Sickened Iraq Vets Cite Depleted Uranium

August 14, 2006
An Associated Press news story that appeared today in over 100 sources nationwide quotes ESPM doctoral student Dan Fahey on the health effects of depleted uranium ammunition on U.S. veterans.


From the Washington Post (*requires registration):

New York -- It takes at least 10 minutes and a large glass of orange juice to wash down all the pills _ morphine, methadone, a muscle relaxant, an antidepressant, a stool softener. Viagra for sexual dysfunction. Valium for his nerves....

There is something massively wrong with Herbert Reed, though no one is sure what it is. He believes he knows the cause, but he cannot convince anyone caring for him that the military's new favorite weapon has made him terrifyingly sick....

Reed believes depleted uranium has contaminated him and his life. He now walks point in a vitriolic war over the Pentagon's arsenal of it _ thousands of shells and hundreds of tanks coated with the metal that is radioactive, chemically toxic, and nearly twice as dense as lead....

_YOUR GOAL_
In the news page on depleted uranium, how does the metal's density compare with that of lead?

_EXTRACTED DATA_

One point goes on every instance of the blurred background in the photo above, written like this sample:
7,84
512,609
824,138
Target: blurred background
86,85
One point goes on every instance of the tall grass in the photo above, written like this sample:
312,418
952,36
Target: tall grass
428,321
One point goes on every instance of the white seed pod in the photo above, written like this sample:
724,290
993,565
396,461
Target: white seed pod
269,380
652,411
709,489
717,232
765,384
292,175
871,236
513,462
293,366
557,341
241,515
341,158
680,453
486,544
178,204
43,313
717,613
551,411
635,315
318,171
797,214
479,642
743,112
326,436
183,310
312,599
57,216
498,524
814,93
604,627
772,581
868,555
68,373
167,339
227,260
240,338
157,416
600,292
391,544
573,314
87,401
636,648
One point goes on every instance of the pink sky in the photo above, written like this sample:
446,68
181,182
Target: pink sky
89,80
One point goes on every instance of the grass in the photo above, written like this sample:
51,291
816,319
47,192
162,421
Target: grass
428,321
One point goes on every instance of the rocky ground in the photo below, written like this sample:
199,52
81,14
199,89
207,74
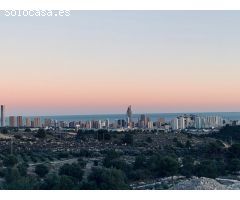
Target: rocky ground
207,184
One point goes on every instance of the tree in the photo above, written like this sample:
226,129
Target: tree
188,167
107,179
51,182
149,140
27,130
163,166
140,162
41,170
12,174
207,168
234,151
66,183
234,165
128,139
22,168
41,133
4,131
10,161
73,170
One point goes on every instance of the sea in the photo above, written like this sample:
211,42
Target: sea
152,116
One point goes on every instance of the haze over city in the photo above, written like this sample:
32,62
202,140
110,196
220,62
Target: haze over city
102,61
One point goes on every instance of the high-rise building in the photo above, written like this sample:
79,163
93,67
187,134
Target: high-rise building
174,124
181,123
12,122
19,121
3,107
37,122
28,122
198,123
129,117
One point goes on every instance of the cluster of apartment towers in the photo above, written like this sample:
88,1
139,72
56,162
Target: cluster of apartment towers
18,121
178,123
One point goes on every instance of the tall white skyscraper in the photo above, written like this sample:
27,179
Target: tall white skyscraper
181,123
129,117
3,107
174,124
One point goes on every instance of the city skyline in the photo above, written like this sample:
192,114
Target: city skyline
102,61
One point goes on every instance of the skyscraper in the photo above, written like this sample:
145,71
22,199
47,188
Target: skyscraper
3,116
28,122
129,117
19,121
12,122
37,122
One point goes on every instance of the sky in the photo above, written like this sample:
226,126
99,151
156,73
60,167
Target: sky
98,62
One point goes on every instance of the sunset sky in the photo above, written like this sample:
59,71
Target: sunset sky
102,61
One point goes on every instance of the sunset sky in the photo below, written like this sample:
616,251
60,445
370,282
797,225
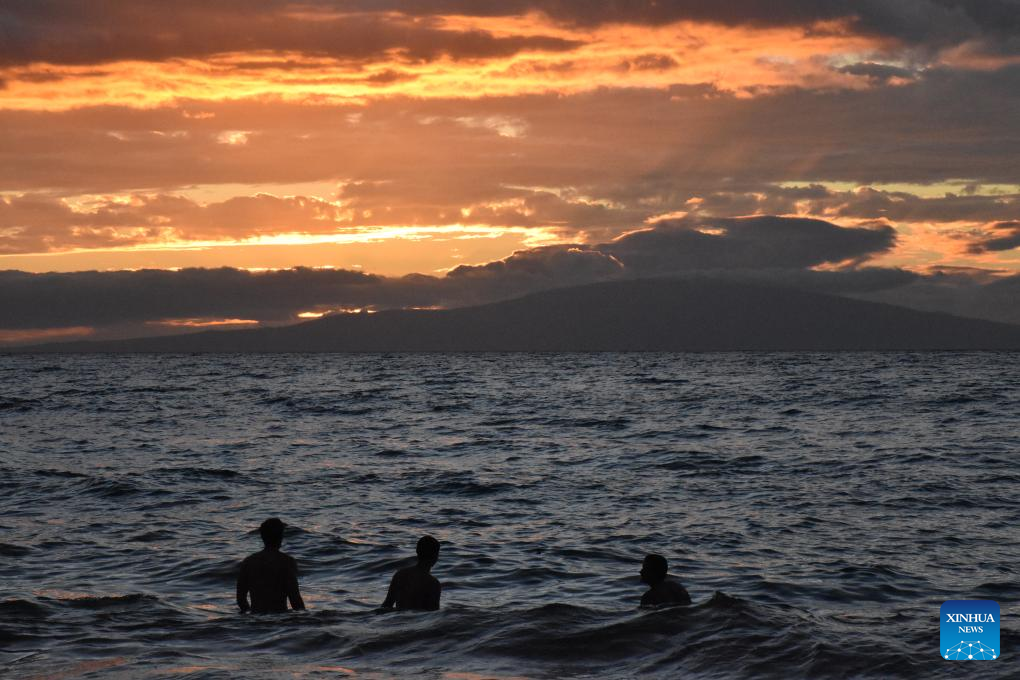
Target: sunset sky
496,148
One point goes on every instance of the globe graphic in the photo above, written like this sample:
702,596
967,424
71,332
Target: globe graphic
969,650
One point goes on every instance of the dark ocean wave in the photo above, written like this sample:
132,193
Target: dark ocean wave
836,499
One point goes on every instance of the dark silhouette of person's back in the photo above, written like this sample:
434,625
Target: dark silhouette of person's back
414,587
269,576
663,589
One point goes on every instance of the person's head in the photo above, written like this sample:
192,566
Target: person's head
272,532
427,550
654,569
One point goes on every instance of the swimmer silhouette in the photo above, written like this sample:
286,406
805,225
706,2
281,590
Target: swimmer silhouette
269,575
664,589
413,587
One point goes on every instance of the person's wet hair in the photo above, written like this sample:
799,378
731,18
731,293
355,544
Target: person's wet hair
427,550
272,532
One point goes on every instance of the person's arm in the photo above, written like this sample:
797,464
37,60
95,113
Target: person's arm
435,590
391,593
293,592
243,587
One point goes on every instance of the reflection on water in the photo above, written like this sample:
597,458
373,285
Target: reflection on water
823,493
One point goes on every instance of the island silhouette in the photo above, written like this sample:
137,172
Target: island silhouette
639,315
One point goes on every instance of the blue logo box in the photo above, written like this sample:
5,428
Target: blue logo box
969,630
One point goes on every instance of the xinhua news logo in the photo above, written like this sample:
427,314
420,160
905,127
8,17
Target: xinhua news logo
969,630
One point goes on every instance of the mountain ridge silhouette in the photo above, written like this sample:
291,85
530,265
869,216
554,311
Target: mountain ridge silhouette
636,315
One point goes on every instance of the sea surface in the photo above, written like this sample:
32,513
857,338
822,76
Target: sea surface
818,507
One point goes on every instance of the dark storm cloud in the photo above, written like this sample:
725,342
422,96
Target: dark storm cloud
68,32
878,72
1003,237
753,243
934,21
975,294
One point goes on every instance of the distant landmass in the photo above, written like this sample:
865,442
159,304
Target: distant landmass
647,315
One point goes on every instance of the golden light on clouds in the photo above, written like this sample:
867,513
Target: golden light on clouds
733,59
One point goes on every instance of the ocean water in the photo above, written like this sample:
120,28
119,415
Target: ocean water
833,502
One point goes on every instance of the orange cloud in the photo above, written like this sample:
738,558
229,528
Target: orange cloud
741,59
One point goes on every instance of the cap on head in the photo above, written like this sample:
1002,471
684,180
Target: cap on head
272,532
654,568
427,548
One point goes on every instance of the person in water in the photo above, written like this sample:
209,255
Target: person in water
663,589
414,587
269,575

_SOLUTION TO THIS PROBLEM_
It is nearly twice as dense as lead.